ENTRIES PROVIDED
----------------

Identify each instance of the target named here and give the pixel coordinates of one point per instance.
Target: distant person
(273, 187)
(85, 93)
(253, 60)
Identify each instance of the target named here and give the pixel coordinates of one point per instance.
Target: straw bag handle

----------------

EXERCISE
Write down the entries above again. Copy them word for word.

REPLY TO THE EXERCISE
Identify each instance of the target named here and give the pixel coordinates of one point per instance.
Target: distant person
(273, 187)
(85, 93)
(253, 60)
Identify each instance of the target named here and give the pixel coordinates of one point per instance.
Target: straw bag handle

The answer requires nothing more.